>> BEGIN

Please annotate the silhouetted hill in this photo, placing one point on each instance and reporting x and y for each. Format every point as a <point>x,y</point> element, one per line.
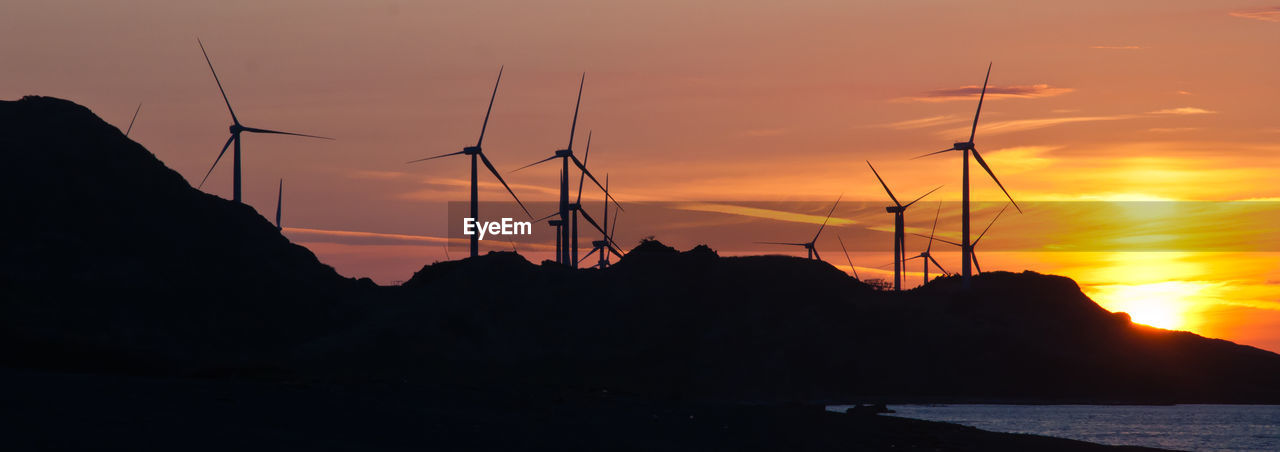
<point>113,260</point>
<point>113,263</point>
<point>773,328</point>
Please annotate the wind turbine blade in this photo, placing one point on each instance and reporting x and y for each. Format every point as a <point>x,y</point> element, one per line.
<point>574,127</point>
<point>983,163</point>
<point>946,150</point>
<point>548,217</point>
<point>940,240</point>
<point>135,118</point>
<point>927,249</point>
<point>883,185</point>
<point>279,201</point>
<point>589,219</point>
<point>588,255</point>
<point>974,129</point>
<point>278,132</point>
<point>846,255</point>
<point>442,155</point>
<point>938,265</point>
<point>990,224</point>
<point>922,196</point>
<point>586,155</point>
<point>784,243</point>
<point>539,161</point>
<point>580,165</point>
<point>483,127</point>
<point>828,218</point>
<point>218,81</point>
<point>494,170</point>
<point>215,161</point>
<point>615,227</point>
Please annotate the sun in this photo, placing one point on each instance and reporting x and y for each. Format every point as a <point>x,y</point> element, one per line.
<point>1162,305</point>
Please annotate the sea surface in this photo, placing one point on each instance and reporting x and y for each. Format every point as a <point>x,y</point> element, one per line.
<point>1179,427</point>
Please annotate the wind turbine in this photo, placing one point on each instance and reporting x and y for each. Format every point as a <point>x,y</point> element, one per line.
<point>897,209</point>
<point>476,153</point>
<point>973,246</point>
<point>809,245</point>
<point>926,255</point>
<point>566,155</point>
<point>606,243</point>
<point>135,118</point>
<point>279,201</point>
<point>236,131</point>
<point>846,258</point>
<point>967,147</point>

>> END

▶ _Exercise goal_
Rewrite the data from the line with "Please annotate the wind turbine blade" up to and including the line with "<point>1162,305</point>", putting "mark" wherever "annotate" appears and leaving everything else the same.

▶ _Solution to the exercise_
Please mark the wind turbine blade in this photo, placing one point on each instance and reporting x and y for each. Format every point as a <point>x,y</point> element, one per line.
<point>574,127</point>
<point>983,163</point>
<point>946,150</point>
<point>548,217</point>
<point>940,240</point>
<point>135,118</point>
<point>927,249</point>
<point>883,185</point>
<point>279,201</point>
<point>589,219</point>
<point>588,255</point>
<point>974,129</point>
<point>278,132</point>
<point>846,255</point>
<point>442,155</point>
<point>938,265</point>
<point>990,224</point>
<point>922,196</point>
<point>586,155</point>
<point>784,243</point>
<point>539,161</point>
<point>580,165</point>
<point>483,127</point>
<point>828,218</point>
<point>218,81</point>
<point>494,170</point>
<point>215,161</point>
<point>615,227</point>
Please mark the sun in this photo, placing one point on each instance and reporting x and y for each. Format every point as a <point>x,y</point> element, one per line.
<point>1162,305</point>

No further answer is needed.